# Source text
HALISTER1: EU RATES ROUNDUP: Reduce, Reassess Risk After Recent Selloff

EU RATES ROUNDUP: Reduce, Reassess Risk After Recent Selloff

(Bloomberg) -- After being bearish EUR rates in recent weeks, analysts turn neutral to reassess or reduce risk following the speed of the recent rate repricing; ECB meeting, Trump policy expectations are in focus.
  • Deutsche Bank (strategists including Francis Yared)
    • Scale, speed of rate repricing since U.S. election prompts reassessment of the outlook relative to current market levels
      • Maintain bearish bias, but reduce the beta to reflect a less favorable risk/reward following the recent repricing
      • Still see scope for further repricing of core rates; U.S. terminal rate remains benign, risk premium below last year’s average, financial conditions resilient so far
    • Maintain existing trades: short 10Y BTP; long 10Y bund vs 30Y OAT given political risk in France, long-end steepening view; long bund ASW as a hedge against a more generalized risk-off
      • In the U.K., front end is now at the highest levels since the referendum, despite continuing uncertainty over U.K., BOE outlook; add Dec. 16/Dec. 17 flattener as the market is now pricing 9bps of hikes by the end of 2017
  • Morgan Stanley (strategists including Anton Heese)
    • Following large bond-market selloff, turn neutral on duration; difficult to call political outcomes, decide when markets have priced in enough stimulus, which itself is of uncertain size and timing
      • Wait for evidence that reflationary rhetoric of Trump and the tax reform plan put forth by the U.S. Speaker are coming together
    • Taper expectations in Europe are inconsistent with inflation measures; breakevens still price inflation well below 1% y/y in Dec. 2017, which would prevent ECB ending QE, unless it was replacing it with some other accommodative measures
      • Risks around the market’s short-term inflation expectations are to the upside, as inflation is priced to stay below 1% y/y for the next four years
      • Recommend being long both front-end euro breakevens, 11/2019 SPGBeis, and front-end euro real yield, 05/2022 BTPeis
  • Citi (strategists including Harvinder Sian)

# To-do list
(a) In the EU rates roundup, what stance does Morgan Stanley take on duration after the large bond-market selloff?
(b) Please echo the EU rates roundup between "(Bloomberg) -- After" and "including Francis Yared)", inclusive.
(c) Carry on the EU rates roundup from its last line.

# Given entries
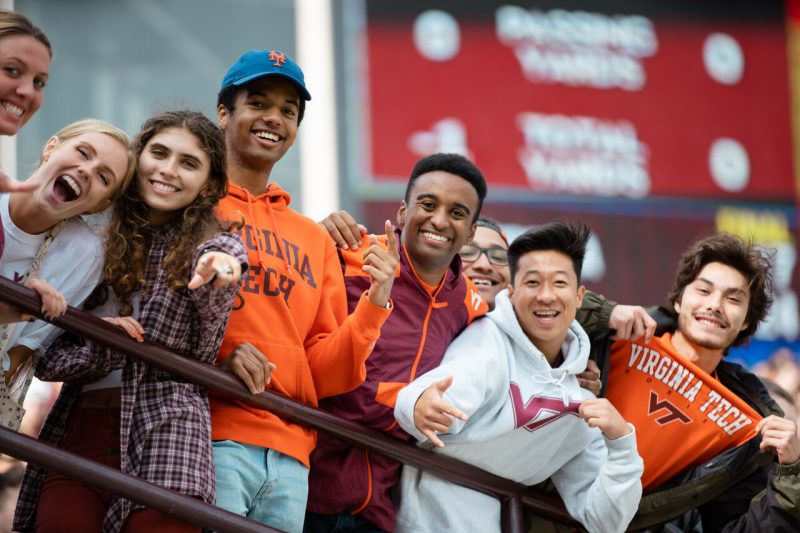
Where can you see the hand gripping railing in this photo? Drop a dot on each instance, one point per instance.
(511, 495)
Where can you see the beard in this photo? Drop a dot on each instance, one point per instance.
(705, 340)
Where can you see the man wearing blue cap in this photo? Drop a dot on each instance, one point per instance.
(291, 331)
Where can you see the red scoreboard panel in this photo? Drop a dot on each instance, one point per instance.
(606, 98)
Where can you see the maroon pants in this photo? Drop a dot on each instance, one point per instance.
(67, 506)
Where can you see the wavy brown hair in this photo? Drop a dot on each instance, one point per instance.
(130, 233)
(749, 259)
(13, 23)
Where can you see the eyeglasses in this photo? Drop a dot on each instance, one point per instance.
(496, 256)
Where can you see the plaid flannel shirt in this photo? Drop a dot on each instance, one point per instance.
(165, 433)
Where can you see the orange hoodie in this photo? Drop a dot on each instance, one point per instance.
(294, 310)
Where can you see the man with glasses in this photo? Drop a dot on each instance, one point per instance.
(485, 259)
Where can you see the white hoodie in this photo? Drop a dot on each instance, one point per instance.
(523, 425)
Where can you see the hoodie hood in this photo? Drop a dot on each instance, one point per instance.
(273, 194)
(575, 347)
(275, 199)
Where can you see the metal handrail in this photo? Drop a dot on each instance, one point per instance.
(93, 328)
(132, 488)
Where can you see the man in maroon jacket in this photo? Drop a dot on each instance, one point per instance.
(349, 488)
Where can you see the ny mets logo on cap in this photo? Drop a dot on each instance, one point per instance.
(255, 64)
(278, 57)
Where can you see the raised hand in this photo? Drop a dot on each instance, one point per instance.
(343, 229)
(433, 415)
(128, 324)
(600, 413)
(250, 365)
(779, 435)
(381, 266)
(589, 379)
(631, 322)
(9, 185)
(53, 302)
(221, 268)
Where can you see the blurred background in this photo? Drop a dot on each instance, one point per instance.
(655, 122)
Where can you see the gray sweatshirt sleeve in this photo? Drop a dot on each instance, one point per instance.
(602, 489)
(477, 376)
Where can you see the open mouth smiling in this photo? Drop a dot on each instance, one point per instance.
(160, 186)
(13, 109)
(710, 322)
(66, 188)
(267, 135)
(435, 236)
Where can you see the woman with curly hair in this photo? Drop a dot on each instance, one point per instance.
(171, 273)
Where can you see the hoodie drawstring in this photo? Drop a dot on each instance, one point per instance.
(281, 246)
(548, 379)
(259, 245)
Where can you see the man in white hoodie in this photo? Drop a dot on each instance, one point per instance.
(506, 398)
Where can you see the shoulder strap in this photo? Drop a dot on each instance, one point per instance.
(6, 330)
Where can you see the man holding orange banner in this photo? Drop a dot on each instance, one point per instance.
(695, 414)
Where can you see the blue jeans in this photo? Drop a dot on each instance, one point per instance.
(338, 523)
(261, 484)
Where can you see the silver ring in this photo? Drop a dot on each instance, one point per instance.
(225, 270)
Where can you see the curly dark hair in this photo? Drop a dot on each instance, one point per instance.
(130, 232)
(454, 164)
(752, 261)
(568, 239)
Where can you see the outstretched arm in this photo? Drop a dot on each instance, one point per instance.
(775, 507)
(344, 230)
(601, 486)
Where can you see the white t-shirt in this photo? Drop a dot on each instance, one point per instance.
(73, 265)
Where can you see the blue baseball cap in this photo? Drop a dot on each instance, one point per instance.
(257, 63)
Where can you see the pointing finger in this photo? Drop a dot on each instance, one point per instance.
(391, 240)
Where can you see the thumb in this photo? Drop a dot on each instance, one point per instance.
(444, 384)
(391, 240)
(203, 273)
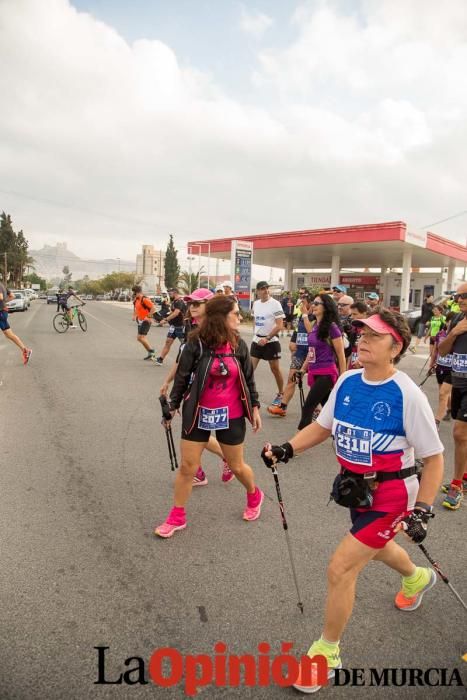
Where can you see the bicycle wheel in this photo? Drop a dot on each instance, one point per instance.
(60, 322)
(82, 321)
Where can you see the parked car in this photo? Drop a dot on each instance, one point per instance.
(27, 301)
(19, 303)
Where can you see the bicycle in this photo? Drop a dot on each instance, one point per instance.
(61, 321)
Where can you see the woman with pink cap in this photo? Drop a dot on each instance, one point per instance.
(196, 304)
(380, 422)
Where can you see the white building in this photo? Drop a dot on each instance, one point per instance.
(150, 265)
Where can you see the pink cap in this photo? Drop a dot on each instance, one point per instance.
(199, 295)
(376, 323)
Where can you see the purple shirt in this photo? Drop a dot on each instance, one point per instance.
(320, 352)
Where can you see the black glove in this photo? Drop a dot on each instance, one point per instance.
(282, 453)
(165, 406)
(415, 524)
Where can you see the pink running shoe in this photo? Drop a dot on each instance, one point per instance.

# Final answers
(a) It turns neutral on duration.

(b)
(Bloomberg) -- After being bearish EUR rates in recent weeks, analysts turn neutral to reassess or reduce risk following the speed of the recent rate repricing; ECB meeting, Trump policy expectations are in focus.
  • Deutsche Bank (strategists including Francis Yared)

(c)
    • Don’t buy the dip in EGB spreads given both macro factors and various idiosyncratic drivers; BTP/bund spreads can approach 200bp in near term given referendum, Dec. ECB meeting
      • Despite higher peripheral yields, problematic to see ECB hawks leave empty handed at the Dec. meeting, so still expect a taper
      • Confluence of factors aids widening in BTP spreads including technical (high DV01 of supply, bank selling), fundamental (banking-sector concerns), political event risk
    • Bearish 10yr bunds, target 0.50%, based on technical ECB PSPP parameter shift, taper to EU60b from EU80b; an extension by 6 months at EU80b is not consistent with higher yields
      • Odds of something rather more left-field from the ECB has risen, something like proxy yield targeting on bunds
    • Recommend bobl invoice spread wideners vs eonia on the back of scarcity issues that will not be resolved even with our forecast of a taper; project ECB will own near 35% of the German market by end-2017, which correlates to a further 10-15bp richening of German general collateral vs Eonia
  • BNP (strategist including Patrick Jacq)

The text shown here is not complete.